Input data START

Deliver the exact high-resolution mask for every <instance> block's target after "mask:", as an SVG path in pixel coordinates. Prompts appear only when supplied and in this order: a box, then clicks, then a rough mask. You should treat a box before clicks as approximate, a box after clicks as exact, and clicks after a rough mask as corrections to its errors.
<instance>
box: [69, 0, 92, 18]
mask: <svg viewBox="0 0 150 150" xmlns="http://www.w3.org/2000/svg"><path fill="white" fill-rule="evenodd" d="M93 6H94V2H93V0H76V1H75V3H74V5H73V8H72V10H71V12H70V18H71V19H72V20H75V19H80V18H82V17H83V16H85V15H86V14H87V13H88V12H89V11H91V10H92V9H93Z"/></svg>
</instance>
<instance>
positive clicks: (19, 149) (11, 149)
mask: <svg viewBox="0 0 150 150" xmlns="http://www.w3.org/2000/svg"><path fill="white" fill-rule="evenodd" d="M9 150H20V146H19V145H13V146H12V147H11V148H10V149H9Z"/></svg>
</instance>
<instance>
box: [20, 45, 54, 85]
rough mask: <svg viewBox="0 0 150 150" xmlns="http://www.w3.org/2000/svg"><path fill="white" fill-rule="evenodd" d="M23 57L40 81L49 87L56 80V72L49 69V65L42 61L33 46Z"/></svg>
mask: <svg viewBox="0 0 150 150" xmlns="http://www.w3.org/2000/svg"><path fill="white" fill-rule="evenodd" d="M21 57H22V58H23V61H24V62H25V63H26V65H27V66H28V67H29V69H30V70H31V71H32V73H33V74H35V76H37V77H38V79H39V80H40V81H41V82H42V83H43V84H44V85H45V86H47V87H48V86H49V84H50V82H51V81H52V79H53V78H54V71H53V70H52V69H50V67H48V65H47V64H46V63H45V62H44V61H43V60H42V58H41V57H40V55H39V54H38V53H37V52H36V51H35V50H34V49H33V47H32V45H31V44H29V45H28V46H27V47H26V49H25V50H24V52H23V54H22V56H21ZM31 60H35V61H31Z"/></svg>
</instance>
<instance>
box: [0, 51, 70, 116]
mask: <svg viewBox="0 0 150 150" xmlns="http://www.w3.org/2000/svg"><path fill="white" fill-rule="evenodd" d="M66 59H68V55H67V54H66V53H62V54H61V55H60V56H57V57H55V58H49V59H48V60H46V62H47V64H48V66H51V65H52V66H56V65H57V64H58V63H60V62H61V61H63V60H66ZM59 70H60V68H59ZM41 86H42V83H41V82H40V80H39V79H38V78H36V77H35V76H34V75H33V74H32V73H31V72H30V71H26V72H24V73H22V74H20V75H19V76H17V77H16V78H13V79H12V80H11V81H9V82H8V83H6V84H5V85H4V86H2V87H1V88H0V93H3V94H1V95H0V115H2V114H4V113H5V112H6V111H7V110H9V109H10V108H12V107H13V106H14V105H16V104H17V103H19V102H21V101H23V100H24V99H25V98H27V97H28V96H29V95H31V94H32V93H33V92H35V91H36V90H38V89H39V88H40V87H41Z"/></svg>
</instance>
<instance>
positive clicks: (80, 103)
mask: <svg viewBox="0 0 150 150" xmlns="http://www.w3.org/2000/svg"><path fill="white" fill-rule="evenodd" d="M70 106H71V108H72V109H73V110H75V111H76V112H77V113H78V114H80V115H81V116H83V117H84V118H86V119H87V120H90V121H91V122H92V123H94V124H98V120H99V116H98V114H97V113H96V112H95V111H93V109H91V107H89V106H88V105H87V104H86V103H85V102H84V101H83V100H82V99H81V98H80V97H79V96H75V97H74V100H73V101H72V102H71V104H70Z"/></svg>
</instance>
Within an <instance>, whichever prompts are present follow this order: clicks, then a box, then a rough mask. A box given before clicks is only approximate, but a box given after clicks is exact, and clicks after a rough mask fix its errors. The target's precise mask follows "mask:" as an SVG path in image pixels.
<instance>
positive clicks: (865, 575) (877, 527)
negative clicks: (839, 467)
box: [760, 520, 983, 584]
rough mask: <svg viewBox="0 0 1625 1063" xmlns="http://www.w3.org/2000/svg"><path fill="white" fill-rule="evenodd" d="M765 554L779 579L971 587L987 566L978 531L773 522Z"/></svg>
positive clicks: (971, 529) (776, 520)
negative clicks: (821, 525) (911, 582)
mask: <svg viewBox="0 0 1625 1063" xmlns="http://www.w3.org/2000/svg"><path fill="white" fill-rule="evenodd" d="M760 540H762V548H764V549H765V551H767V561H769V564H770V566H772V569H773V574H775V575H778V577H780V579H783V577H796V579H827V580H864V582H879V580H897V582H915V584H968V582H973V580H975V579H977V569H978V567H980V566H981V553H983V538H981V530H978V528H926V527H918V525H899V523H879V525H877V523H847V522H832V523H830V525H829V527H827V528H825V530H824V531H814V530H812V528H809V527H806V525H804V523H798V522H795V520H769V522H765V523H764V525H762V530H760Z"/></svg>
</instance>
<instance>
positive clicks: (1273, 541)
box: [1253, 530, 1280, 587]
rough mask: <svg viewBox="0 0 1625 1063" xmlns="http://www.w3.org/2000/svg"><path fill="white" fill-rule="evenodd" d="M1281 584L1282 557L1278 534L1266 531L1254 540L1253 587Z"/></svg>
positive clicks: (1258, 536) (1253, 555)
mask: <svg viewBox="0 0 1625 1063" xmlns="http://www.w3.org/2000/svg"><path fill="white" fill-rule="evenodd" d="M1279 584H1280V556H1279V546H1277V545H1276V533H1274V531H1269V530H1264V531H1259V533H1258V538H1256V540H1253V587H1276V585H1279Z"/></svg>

Input data END

I would like you to return every entry exactly, with nothing changed.

Reply>
Deliver the exact high-resolution mask for every <instance> block's target after "mask:", as an SVG path in pixel coordinates. Prompts appear only when supplied and in this order: a box, then clicks, then a rough mask. You should treat a box before clicks as approximate, a box after clicks as exact, and clicks after a rough mask as corrections to its errors.
<instance>
box: [69, 0, 92, 18]
mask: <svg viewBox="0 0 150 150" xmlns="http://www.w3.org/2000/svg"><path fill="white" fill-rule="evenodd" d="M93 6H94V2H93V0H76V1H75V3H74V5H73V8H72V10H71V12H70V18H71V19H72V20H75V19H80V18H82V17H83V16H85V15H86V14H87V13H88V12H89V11H91V10H92V9H93Z"/></svg>
</instance>
<instance>
positive clicks: (19, 149) (11, 149)
mask: <svg viewBox="0 0 150 150" xmlns="http://www.w3.org/2000/svg"><path fill="white" fill-rule="evenodd" d="M9 150H20V146H19V145H13V146H12V147H11V148H10V149H9Z"/></svg>
</instance>
<instance>
box: [20, 45, 54, 85]
rough mask: <svg viewBox="0 0 150 150" xmlns="http://www.w3.org/2000/svg"><path fill="white" fill-rule="evenodd" d="M23 57L40 81L49 87L56 80V72L49 69V65L42 61L33 46Z"/></svg>
mask: <svg viewBox="0 0 150 150" xmlns="http://www.w3.org/2000/svg"><path fill="white" fill-rule="evenodd" d="M21 57H22V58H23V61H24V62H25V63H26V65H27V66H28V67H29V69H30V70H31V71H32V73H33V74H35V76H37V77H38V79H39V80H40V81H41V82H42V83H43V84H44V85H45V86H47V87H48V86H49V84H50V82H51V81H52V79H53V78H54V71H53V70H52V69H50V67H48V65H47V64H46V63H45V62H44V61H43V60H42V58H41V57H40V55H39V54H38V53H37V52H36V51H35V50H34V49H33V47H32V45H31V44H29V45H28V46H27V47H26V49H25V50H24V52H23V54H22V56H21ZM31 60H35V61H31Z"/></svg>
</instance>
<instance>
box: [0, 51, 70, 116]
mask: <svg viewBox="0 0 150 150" xmlns="http://www.w3.org/2000/svg"><path fill="white" fill-rule="evenodd" d="M66 59H68V55H67V54H66V53H62V54H61V55H60V56H57V57H55V58H49V59H48V60H46V62H47V64H48V66H51V65H52V66H56V65H57V64H58V63H60V62H61V61H63V60H66ZM59 70H60V68H59ZM41 86H42V83H41V82H40V80H39V79H38V78H36V77H35V76H34V75H33V74H32V73H31V72H30V71H26V72H24V73H22V74H20V75H19V76H17V77H16V78H13V79H12V80H11V81H9V82H8V83H6V84H5V85H4V86H2V87H1V88H0V93H3V94H1V95H0V115H2V114H4V113H5V112H6V111H7V110H9V109H10V108H12V107H13V106H14V105H16V104H17V103H19V102H21V101H23V100H24V99H25V98H27V97H28V96H29V95H31V94H32V93H33V92H35V91H36V90H38V89H39V88H40V87H41Z"/></svg>
</instance>
<instance>
positive clicks: (80, 103)
mask: <svg viewBox="0 0 150 150" xmlns="http://www.w3.org/2000/svg"><path fill="white" fill-rule="evenodd" d="M70 106H71V108H72V109H73V110H75V111H76V112H77V113H78V114H80V115H81V116H83V117H84V118H86V119H87V120H90V121H91V122H92V123H94V124H98V120H99V116H98V114H97V113H96V112H95V111H93V109H91V107H89V106H88V105H87V104H86V103H85V102H84V101H83V100H82V99H81V98H80V97H79V96H75V97H74V100H73V101H72V102H71V104H70Z"/></svg>
</instance>
Within an <instance>, whichever prompts are present follow this order: clicks, then a box, then a rough mask. A box given before clicks is only approximate, but a box given after clicks is exact, and clicks after a rough mask fix its errors. The target's precise mask follows "mask:" as an SVG path in image pixels.
<instance>
positive clicks: (865, 575) (877, 527)
negative clicks: (839, 467)
box: [760, 520, 983, 584]
rough mask: <svg viewBox="0 0 1625 1063" xmlns="http://www.w3.org/2000/svg"><path fill="white" fill-rule="evenodd" d="M765 554L779 579L971 587L987 566L978 531L773 522Z"/></svg>
positive clicks: (971, 529) (776, 520)
negative clicks: (821, 525) (911, 582)
mask: <svg viewBox="0 0 1625 1063" xmlns="http://www.w3.org/2000/svg"><path fill="white" fill-rule="evenodd" d="M760 540H762V548H764V549H765V551H767V561H769V564H770V566H772V569H773V574H775V575H778V577H780V579H783V577H796V579H827V580H864V582H879V580H897V582H915V584H968V582H973V580H975V579H977V569H978V567H980V566H981V553H983V538H981V530H978V528H926V527H918V525H899V523H879V525H877V523H847V522H832V523H830V525H829V527H827V528H825V530H824V531H814V530H812V528H809V527H806V525H804V523H798V522H795V520H769V522H765V523H764V525H762V530H760Z"/></svg>
</instance>
<instance>
positive clicks: (1273, 541)
box: [1253, 530, 1280, 587]
rough mask: <svg viewBox="0 0 1625 1063" xmlns="http://www.w3.org/2000/svg"><path fill="white" fill-rule="evenodd" d="M1281 584L1282 557L1278 534L1266 531L1254 540L1253 587Z"/></svg>
positive clicks: (1258, 536) (1253, 555)
mask: <svg viewBox="0 0 1625 1063" xmlns="http://www.w3.org/2000/svg"><path fill="white" fill-rule="evenodd" d="M1279 584H1280V556H1279V546H1277V545H1276V533H1274V531H1269V530H1264V531H1259V533H1258V538H1256V540H1253V587H1276V585H1279Z"/></svg>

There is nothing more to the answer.